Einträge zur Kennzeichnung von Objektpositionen
● ● ●

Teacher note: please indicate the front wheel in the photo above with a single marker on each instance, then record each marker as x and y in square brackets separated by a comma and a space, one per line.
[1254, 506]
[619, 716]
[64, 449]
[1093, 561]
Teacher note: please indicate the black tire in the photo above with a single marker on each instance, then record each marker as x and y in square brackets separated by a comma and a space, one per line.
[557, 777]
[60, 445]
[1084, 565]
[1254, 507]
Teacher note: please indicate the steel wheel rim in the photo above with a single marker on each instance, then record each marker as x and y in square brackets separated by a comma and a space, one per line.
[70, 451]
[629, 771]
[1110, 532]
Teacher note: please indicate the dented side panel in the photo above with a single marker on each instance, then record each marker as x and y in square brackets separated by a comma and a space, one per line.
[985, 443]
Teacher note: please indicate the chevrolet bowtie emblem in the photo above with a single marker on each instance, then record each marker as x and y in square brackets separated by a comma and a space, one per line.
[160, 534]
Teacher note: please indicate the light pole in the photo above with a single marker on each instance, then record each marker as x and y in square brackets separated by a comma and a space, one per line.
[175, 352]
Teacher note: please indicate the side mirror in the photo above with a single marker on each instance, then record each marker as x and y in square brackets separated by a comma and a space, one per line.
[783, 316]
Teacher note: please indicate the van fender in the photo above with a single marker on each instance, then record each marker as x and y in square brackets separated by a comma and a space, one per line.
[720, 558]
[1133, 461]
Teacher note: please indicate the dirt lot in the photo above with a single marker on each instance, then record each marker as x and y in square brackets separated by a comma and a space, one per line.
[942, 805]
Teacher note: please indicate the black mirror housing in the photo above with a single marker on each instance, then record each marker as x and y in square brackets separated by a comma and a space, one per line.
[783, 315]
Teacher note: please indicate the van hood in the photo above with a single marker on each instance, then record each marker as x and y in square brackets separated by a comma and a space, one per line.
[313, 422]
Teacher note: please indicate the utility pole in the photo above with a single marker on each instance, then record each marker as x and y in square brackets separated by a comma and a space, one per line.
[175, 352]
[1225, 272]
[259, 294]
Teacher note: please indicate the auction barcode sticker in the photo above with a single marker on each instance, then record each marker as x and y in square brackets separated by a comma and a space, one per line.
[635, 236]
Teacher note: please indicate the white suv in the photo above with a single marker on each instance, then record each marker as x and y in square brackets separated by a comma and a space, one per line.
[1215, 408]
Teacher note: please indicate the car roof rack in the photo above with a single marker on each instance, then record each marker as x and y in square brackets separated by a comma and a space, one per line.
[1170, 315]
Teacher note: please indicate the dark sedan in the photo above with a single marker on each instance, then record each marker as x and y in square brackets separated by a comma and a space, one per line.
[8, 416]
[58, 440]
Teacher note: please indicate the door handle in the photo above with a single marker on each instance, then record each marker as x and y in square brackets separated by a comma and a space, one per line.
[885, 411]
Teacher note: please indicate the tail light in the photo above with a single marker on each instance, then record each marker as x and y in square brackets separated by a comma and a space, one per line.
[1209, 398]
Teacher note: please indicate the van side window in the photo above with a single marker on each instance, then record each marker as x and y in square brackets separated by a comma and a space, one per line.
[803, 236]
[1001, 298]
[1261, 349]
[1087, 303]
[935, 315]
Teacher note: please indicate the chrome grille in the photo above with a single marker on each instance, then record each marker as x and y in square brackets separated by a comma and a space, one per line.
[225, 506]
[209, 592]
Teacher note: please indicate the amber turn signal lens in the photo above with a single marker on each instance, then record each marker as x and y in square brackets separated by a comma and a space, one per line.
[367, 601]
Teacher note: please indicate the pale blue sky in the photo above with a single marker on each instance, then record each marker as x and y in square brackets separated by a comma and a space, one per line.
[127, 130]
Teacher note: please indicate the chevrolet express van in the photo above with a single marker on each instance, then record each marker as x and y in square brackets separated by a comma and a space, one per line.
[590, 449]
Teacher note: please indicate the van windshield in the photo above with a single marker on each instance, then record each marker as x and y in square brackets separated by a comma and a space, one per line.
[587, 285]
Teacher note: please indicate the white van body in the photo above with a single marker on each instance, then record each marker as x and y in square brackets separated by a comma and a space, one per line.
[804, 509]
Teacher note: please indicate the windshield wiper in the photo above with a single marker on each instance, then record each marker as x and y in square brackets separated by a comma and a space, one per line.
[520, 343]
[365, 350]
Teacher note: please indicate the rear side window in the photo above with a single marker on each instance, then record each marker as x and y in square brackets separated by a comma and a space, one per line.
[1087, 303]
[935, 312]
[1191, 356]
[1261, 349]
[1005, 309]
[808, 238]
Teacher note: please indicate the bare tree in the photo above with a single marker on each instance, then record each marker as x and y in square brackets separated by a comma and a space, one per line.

● ● ●

Zu erledigende Aufgabe: Wandle sämtliche Zeilen der Datensätze oben in eine JSON-Liste aus Zeichenketten um, je eine Zeichenkette pro Zeile und ohne Leerzeilen.

Vollständige Antwort:
[
  "Teacher note: please indicate the front wheel in the photo above with a single marker on each instance, then record each marker as x and y in square brackets separated by a comma and a space, one per line.",
  "[1254, 506]",
  "[619, 716]",
  "[64, 449]",
  "[1093, 561]",
  "Teacher note: please indicate the black tire in the photo above with a single marker on each instance, then record each marker as x and y in square brackets separated by a comma and a space, one per line.",
  "[557, 777]",
  "[60, 445]",
  "[1084, 565]",
  "[1254, 507]",
  "Teacher note: please indicate the steel wheel rim in the photo above with a single marker on each instance, then record each marker as x and y in square brackets separated by a comma and a space, one per line.",
  "[70, 451]",
  "[629, 771]",
  "[1110, 532]",
  "Teacher note: please indicate the dented side panel in the photo above with a single marker on each instance, then record each marker as x and y in square brackets separated by a comma and a space, one per line.",
  "[985, 443]",
  "Teacher note: please indicate the chevrolet bowtie emblem in the photo above with a single marker on each instance, then record each marker as x and y in square brackets separated by a comma and a space, one per line.",
  "[160, 534]",
  "Teacher note: please indicate the light pole in the photo above with a single marker on each instance, then record each marker as x and y in square brackets separated by a comma and a space, one per line.",
  "[175, 352]",
  "Teacher note: please indicate the side mirror in the photo above with a single marker on each instance, then record each marker as x and y in square brackets separated by a comma and a space, one per line.",
  "[783, 316]",
  "Teacher note: please indicate the van fender in the photo above with a single marker on each instance, then record each marker as x and y in square brackets separated by a comma and a space, one per line.",
  "[720, 558]",
  "[1133, 461]",
  "Teacher note: please indicate the dirt lot in the photo above with a single marker on each instance, then record each marker as x and y in square brackets separated by a comma and a space, one per line.",
  "[942, 805]",
  "Teacher note: please indicate the black mirror housing in the photo above with a single marker on each instance, then record each marker as x and y in square brackets separated by a comma and a space, one per line.",
  "[783, 315]",
  "Teacher note: please indicate the van hood in the photo above with a single marker on each instance, then record each marker as x and y in square brackets separated by a comma and a space, one per line.",
  "[313, 422]",
  "Teacher note: please indicate the utility pole in the photo above with a single marker on each instance, then record each marker as x and y in square brackets separated by a comma and a space, one per line.",
  "[175, 352]",
  "[1225, 272]",
  "[259, 294]",
  "Teacher note: please indicate the auction barcode sticker in the photo above with a single marker on each instance, then record each marker as x and y in square brackets separated by a comma and a space, one per line.",
  "[635, 236]",
  "Teacher note: please indicate the white suv in the photo above with a single marker on each instance, then record each marker as x and y in square brackets separated by a comma and a space, one per line.",
  "[1215, 408]",
  "Teacher note: please indicate the car roof rack in the photo above with a single marker on each instance, then record each marker as x and y in square brackets separated by a comma and a space, one per line.",
  "[1170, 315]",
  "Teacher note: please indicate the dark sedan in the photo above with a single marker on each instance, then record each marker as x and y in square brackets separated by a comma and a space, one per line.",
  "[8, 416]",
  "[58, 440]",
  "Teacher note: please indicate the door handle in the photo above with a single marker on each instance, then record each marker as x and y in square brackets separated by a comma and a space, one per line.",
  "[885, 411]",
  "Teacher note: please indicate the tail light in the photo above with a single marker on each instance, then record each marker as x and y in square brackets separated by a comma and a space, one per line.",
  "[1209, 398]",
  "Teacher note: please indicate the van side window in the photo above with a single marker on each instance, then record each marker as x and y in square brackets separated by a comma and a space, one per line.",
  "[803, 236]",
  "[1001, 298]",
  "[1261, 349]",
  "[1087, 303]",
  "[935, 315]",
  "Teacher note: please indicate the chrome grille in the photo above with a single marker on each instance, then record each marker as x and y in square brackets separated by a comma and a space, one per line.",
  "[225, 506]",
  "[209, 592]",
  "Teacher note: please indicate the amber turn signal lens in the photo above with a single marker on each instance, then record each marker as x and y in square brackets separated by a comma and a space, one per line.",
  "[367, 601]",
  "Teacher note: please indicate the pale blue sky in the photo above with a single marker on each instance, then record each marker as x and y in square brackets separated by a comma and a space, one per line.",
  "[127, 130]",
  "Teacher note: please indicate the chevrolet express van in the photo above with a single marker on each instance, then record each marker as x and y in square brackets separated by a comma and a space, one per line.",
  "[590, 449]",
  "Teacher note: please indicate the van windshield in the photo above with a single marker on each instance, then record each marker as x and y in square brackets separated by a comma and a space, one per line.",
  "[587, 285]",
  "Teacher note: please indicate the white van body in the photo above with a single marker on each instance, then record each marker as x and y in square brackets separated by a comma and a space, one per line.",
  "[804, 509]",
  "Teacher note: please indicate the windshield wiper in the photo above with a single marker on each instance, then record each marker as x and y in square brackets separated by a comma and a space, one per line.",
  "[520, 343]",
  "[365, 350]",
  "Teacher note: please indicate the rear side window in the photo above with a single marker on each instance, then record each marker as x and y in square brackets separated by a comma and a space, one per line.",
  "[1087, 303]",
  "[935, 312]",
  "[1191, 356]",
  "[1261, 349]",
  "[1005, 309]",
  "[808, 238]",
  "Teacher note: please indicate the bare tree in the photo above with a single marker on each instance, then record each marker as x and y in square brackets separated by a comma and a space, one per line."
]